Exercise description: How many lines in the rows below contain the word "negative"? Reply with the number alone.
** Opening Records to use block **
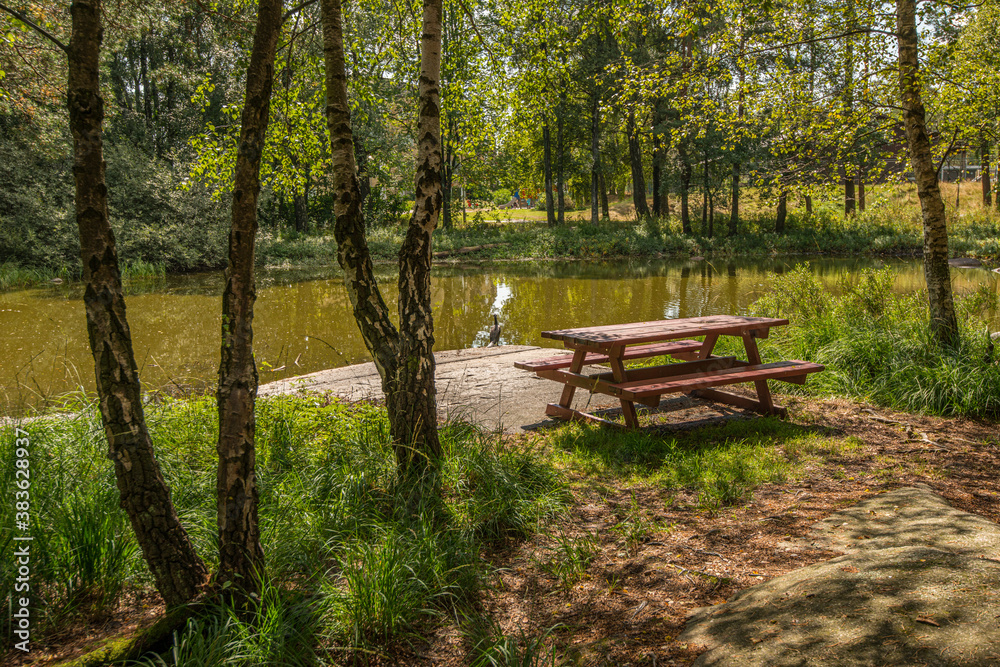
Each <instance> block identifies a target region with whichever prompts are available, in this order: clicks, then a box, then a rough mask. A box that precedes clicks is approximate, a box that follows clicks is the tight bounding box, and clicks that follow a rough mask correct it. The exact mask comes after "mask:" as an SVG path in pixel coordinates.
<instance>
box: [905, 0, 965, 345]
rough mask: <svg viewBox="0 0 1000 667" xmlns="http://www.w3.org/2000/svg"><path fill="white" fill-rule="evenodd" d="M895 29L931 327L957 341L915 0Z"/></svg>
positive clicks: (906, 140)
mask: <svg viewBox="0 0 1000 667" xmlns="http://www.w3.org/2000/svg"><path fill="white" fill-rule="evenodd" d="M896 34H897V40H898V46H899V92H900V97H901V98H902V102H903V123H904V126H905V128H906V142H907V144H908V147H909V152H910V164H911V165H912V167H913V174H914V177H915V178H916V181H917V195H918V196H919V197H920V208H921V211H922V213H923V220H924V278H925V279H926V281H927V298H928V301H929V303H930V315H931V327H932V329H933V331H934V335H935V337H936V338H937V340H938V342H940V343H941V344H942V345H947V346H950V345H954V344H955V343H956V342H957V340H958V321H957V319H956V317H955V304H954V301H953V299H952V293H951V275H950V271H949V268H948V228H947V225H946V223H945V210H944V201H943V200H942V199H941V189H940V188H939V187H938V179H937V170H936V169H935V168H934V158H933V156H932V155H931V144H930V140H929V139H928V137H927V123H926V120H925V113H924V104H923V101H922V100H921V94H920V69H919V67H920V65H919V61H918V57H917V47H918V38H917V22H916V2H915V0H896Z"/></svg>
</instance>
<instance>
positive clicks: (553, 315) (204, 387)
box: [0, 258, 997, 414]
mask: <svg viewBox="0 0 1000 667" xmlns="http://www.w3.org/2000/svg"><path fill="white" fill-rule="evenodd" d="M800 261H804V260H797V259H795V258H782V259H773V260H748V259H734V260H701V261H683V260H631V261H629V260H621V261H612V262H593V261H590V262H585V261H584V262H564V261H557V262H513V263H497V264H485V265H462V266H454V265H449V266H438V267H436V268H435V269H434V273H433V282H432V290H433V303H434V315H435V339H436V343H435V349H438V350H447V349H457V348H467V347H476V346H481V345H485V344H486V343H487V342H488V332H489V328H490V326H491V325H492V314H493V313H496V314H497V315H498V316H499V318H500V323H501V326H502V328H503V333H502V337H501V342H502V343H504V344H526V345H548V346H552V345H554V343H553V342H552V341H548V340H545V339H542V338H541V337H540V336H539V332H541V331H544V330H546V329H560V328H567V327H579V326H591V325H599V324H617V323H621V322H634V321H643V320H656V319H664V318H674V317H694V316H697V315H712V314H722V313H725V314H738V313H740V312H742V311H744V310H745V308H746V307H747V306H748V304H750V303H751V302H752V301H754V300H755V299H757V298H758V297H759V296H760V295H761V294H763V293H764V292H766V291H767V290H768V289H769V286H770V285H771V283H772V281H773V279H774V276H775V274H776V273H780V272H784V271H786V270H788V269H790V268H792V267H793V266H794V265H795V264H796V263H797V262H800ZM808 261H809V262H810V266H811V269H812V270H813V271H814V272H815V273H816V274H817V275H818V276H819V277H820V278H821V279H822V280H823V282H824V283H825V284H827V286H828V287H829V288H830V289H831V290H834V289H836V286H837V284H838V283H839V282H840V280H841V279H842V278H845V277H847V278H850V277H853V276H856V275H857V274H858V273H860V272H861V271H862V270H864V269H868V268H875V267H881V266H885V265H888V266H890V267H892V268H893V269H894V270H895V271H896V273H897V281H896V284H897V288H898V289H899V290H901V291H912V290H916V289H920V288H922V287H923V269H922V265H921V263H920V260H919V259H889V260H880V259H871V258H859V259H851V258H809V259H808ZM377 271H378V274H379V278H380V280H381V283H382V288H383V290H384V294H385V296H386V299H387V300H388V301H389V304H390V307H391V308H392V309H393V312H395V306H396V303H395V299H396V281H395V267H394V266H390V265H385V266H380V267H378V268H377ZM336 276H337V270H336V269H335V268H331V269H329V270H326V271H322V272H320V271H312V272H304V271H295V270H267V271H262V272H261V273H260V274H259V276H258V298H257V305H256V310H255V313H256V319H255V326H254V335H255V349H256V357H257V363H258V366H259V369H260V381H261V383H264V382H271V381H273V380H280V379H284V378H288V377H292V376H296V375H302V374H304V373H311V372H313V371H318V370H322V369H325V368H331V367H336V366H343V365H347V364H353V363H358V362H362V361H367V360H368V353H367V350H366V349H365V346H364V343H363V342H362V341H361V337H360V335H359V334H358V330H357V326H356V325H355V323H354V320H353V316H352V314H351V309H350V302H349V301H348V298H347V293H346V291H345V289H344V286H343V282H342V280H340V278H339V277H336ZM952 276H953V280H954V282H955V288H956V290H970V289H975V288H976V287H977V286H978V285H980V284H987V285H990V286H991V289H993V290H994V291H995V290H996V289H997V280H996V275H995V274H991V273H989V272H987V271H984V270H953V271H952ZM222 288H223V280H222V275H221V272H218V273H204V274H194V275H181V276H168V277H165V278H161V279H157V280H154V281H149V282H142V283H133V284H131V285H129V296H128V298H127V306H128V318H129V323H130V325H131V328H132V335H133V341H134V344H135V353H136V359H137V362H138V364H139V367H140V375H141V378H142V381H143V383H144V385H145V387H146V388H147V389H164V390H171V391H181V390H190V389H194V390H198V391H200V390H202V389H205V388H206V387H210V386H212V385H213V384H214V382H215V378H216V372H217V369H218V364H219V337H220V331H219V329H220V322H221V316H220V310H221V303H222V298H221V293H222ZM82 293H83V290H82V286H81V285H79V284H63V285H52V286H47V287H44V288H38V289H31V290H24V291H18V292H7V293H0V414H17V413H19V412H22V411H23V409H24V408H25V406H32V405H34V406H37V405H41V404H45V403H47V402H51V401H52V400H54V399H56V397H58V396H59V395H61V394H64V393H66V392H69V391H74V390H77V389H83V390H85V391H93V389H94V386H95V381H94V366H93V361H92V358H91V356H90V350H89V347H88V344H87V331H86V321H85V315H84V307H83V301H82Z"/></svg>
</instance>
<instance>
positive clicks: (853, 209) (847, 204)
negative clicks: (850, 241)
mask: <svg viewBox="0 0 1000 667" xmlns="http://www.w3.org/2000/svg"><path fill="white" fill-rule="evenodd" d="M840 173H841V175H842V177H843V179H844V215H845V216H851V215H854V177H853V176H850V175H848V173H847V170H846V169H844V167H843V166H842V167H841V168H840Z"/></svg>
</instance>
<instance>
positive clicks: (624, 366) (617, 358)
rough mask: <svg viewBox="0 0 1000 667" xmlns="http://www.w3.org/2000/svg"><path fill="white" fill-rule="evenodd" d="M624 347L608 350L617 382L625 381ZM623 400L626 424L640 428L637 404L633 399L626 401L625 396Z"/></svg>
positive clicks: (623, 405) (623, 415)
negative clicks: (630, 400) (635, 411)
mask: <svg viewBox="0 0 1000 667" xmlns="http://www.w3.org/2000/svg"><path fill="white" fill-rule="evenodd" d="M622 351H623V348H612V349H611V350H610V351H609V352H608V365H609V366H611V374H612V375H613V376H614V378H615V382H625V381H626V377H627V376H626V374H625V365H624V364H623V363H622V360H621V353H622ZM621 402H622V415H623V416H624V417H625V424H626V425H627V426H628V427H629V428H639V416H638V415H637V414H636V413H635V404H633V403H632V401H626V400H625V399H624V398H623V399H621Z"/></svg>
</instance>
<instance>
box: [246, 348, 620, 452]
mask: <svg viewBox="0 0 1000 667" xmlns="http://www.w3.org/2000/svg"><path fill="white" fill-rule="evenodd" d="M560 352H561V350H560V349H553V348H543V347H534V346H529V345H504V346H499V347H477V348H469V349H465V350H447V351H444V352H437V353H435V355H434V358H435V360H436V362H437V373H436V376H435V379H436V380H437V389H438V411H439V413H440V414H441V416H442V417H445V418H461V419H466V420H469V421H474V422H476V423H477V424H479V425H481V426H483V427H485V428H489V429H496V428H503V429H504V430H506V431H509V432H515V431H520V430H524V429H530V428H534V427H537V426H540V425H543V424H549V423H552V422H551V420H549V418H547V417H546V416H545V406H546V404H548V403H554V402H556V401H558V400H559V395H560V394H561V393H562V385H559V384H557V383H555V382H552V381H551V380H543V379H541V378H539V377H537V376H536V375H535V374H534V373H530V372H528V371H523V370H519V369H517V368H514V362H515V361H522V360H530V359H540V358H543V357H551V356H553V355H554V354H559V353H560ZM295 391H329V392H332V393H333V394H335V395H337V396H340V397H341V398H345V399H348V400H352V401H357V400H366V399H368V400H379V401H381V400H382V398H383V394H382V381H381V379H380V378H379V375H378V371H377V370H376V369H375V364H374V363H371V362H369V363H366V364H357V365H354V366H346V367H343V368H333V369H330V370H325V371H319V372H317V373H310V374H309V375H301V376H299V377H295V378H289V379H287V380H281V381H279V382H271V383H269V384H266V385H262V386H261V388H260V392H259V393H260V395H261V396H268V395H274V394H279V393H289V392H295ZM576 394H577V395H576V398H575V400H574V407H576V408H577V409H581V408H583V407H584V406H587V405H588V400H589V401H590V403H589V407H590V409H600V408H613V407H616V406H618V405H619V403H618V401H617V400H615V399H613V398H610V397H608V396H600V395H594V396H593V397H591V395H590V394H589V393H588V392H586V391H577V392H576Z"/></svg>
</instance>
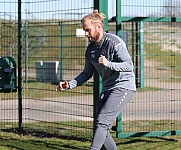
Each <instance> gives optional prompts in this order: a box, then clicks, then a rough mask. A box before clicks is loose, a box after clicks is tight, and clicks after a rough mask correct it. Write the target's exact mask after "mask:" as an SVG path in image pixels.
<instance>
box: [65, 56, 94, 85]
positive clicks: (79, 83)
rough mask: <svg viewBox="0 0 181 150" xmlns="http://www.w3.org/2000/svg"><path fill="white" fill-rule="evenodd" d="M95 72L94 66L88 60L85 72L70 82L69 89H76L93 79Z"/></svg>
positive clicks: (85, 64) (79, 75) (85, 67)
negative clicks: (77, 87)
mask: <svg viewBox="0 0 181 150" xmlns="http://www.w3.org/2000/svg"><path fill="white" fill-rule="evenodd" d="M93 72H94V68H93V66H92V64H91V63H90V62H89V60H87V59H86V60H85V66H84V70H83V71H82V72H81V73H80V74H79V75H78V76H77V77H76V78H74V79H73V80H71V81H69V82H68V83H69V89H72V88H75V87H77V86H79V85H81V84H83V83H84V82H86V81H87V80H89V79H90V78H91V77H92V75H93Z"/></svg>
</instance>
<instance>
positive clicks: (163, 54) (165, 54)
mask: <svg viewBox="0 0 181 150" xmlns="http://www.w3.org/2000/svg"><path fill="white" fill-rule="evenodd" d="M160 44H161V43H159V44H148V43H145V54H146V55H145V59H149V60H152V61H155V62H158V63H161V66H160V67H163V68H162V69H170V70H171V72H172V74H173V75H174V76H180V74H181V66H180V64H181V59H180V57H181V54H179V53H176V52H173V51H172V50H169V51H163V50H161V46H160ZM172 81H173V80H172ZM175 81H181V79H180V78H179V79H175Z"/></svg>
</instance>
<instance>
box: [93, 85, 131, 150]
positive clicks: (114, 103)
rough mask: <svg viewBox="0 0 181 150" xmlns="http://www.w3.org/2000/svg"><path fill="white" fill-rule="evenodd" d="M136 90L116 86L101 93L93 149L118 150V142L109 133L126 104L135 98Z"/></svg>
mask: <svg viewBox="0 0 181 150" xmlns="http://www.w3.org/2000/svg"><path fill="white" fill-rule="evenodd" d="M133 95H134V91H130V90H126V89H122V88H115V89H113V90H110V91H105V92H103V93H101V95H100V99H99V101H98V103H97V112H96V124H95V132H94V137H93V141H92V144H91V148H90V149H91V150H100V149H101V147H102V146H103V145H104V148H105V149H106V150H117V147H116V144H115V142H114V140H113V138H112V136H111V135H110V133H109V129H110V128H111V125H112V123H113V122H114V120H115V119H116V118H117V117H118V115H119V114H120V113H121V112H122V110H123V108H124V106H125V105H126V104H127V103H128V102H130V100H131V99H132V98H133Z"/></svg>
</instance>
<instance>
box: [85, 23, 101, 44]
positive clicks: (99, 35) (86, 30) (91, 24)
mask: <svg viewBox="0 0 181 150" xmlns="http://www.w3.org/2000/svg"><path fill="white" fill-rule="evenodd" d="M83 30H84V31H85V36H86V37H87V38H88V40H89V42H99V41H98V40H99V36H100V32H99V31H98V30H97V29H96V25H95V24H93V23H92V22H91V20H86V21H85V22H84V23H83Z"/></svg>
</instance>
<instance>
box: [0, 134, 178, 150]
mask: <svg viewBox="0 0 181 150" xmlns="http://www.w3.org/2000/svg"><path fill="white" fill-rule="evenodd" d="M114 139H115V141H116V144H117V147H118V150H125V149H127V150H152V149H155V150H163V149H164V150H180V147H181V137H180V136H172V137H155V138H148V137H139V138H129V139H116V138H115V137H114ZM89 147H90V141H80V140H70V139H68V140H66V139H61V138H47V137H44V138H38V137H34V136H27V135H21V134H15V133H7V132H1V133H0V149H1V150H13V149H14V150H29V149H31V150H37V149H39V150H88V149H89Z"/></svg>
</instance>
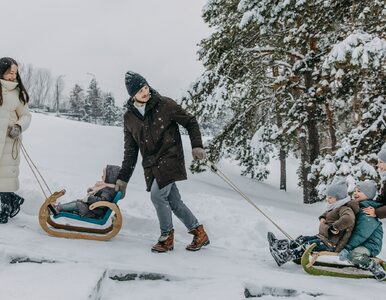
** Closing Records to use block **
Output below: 3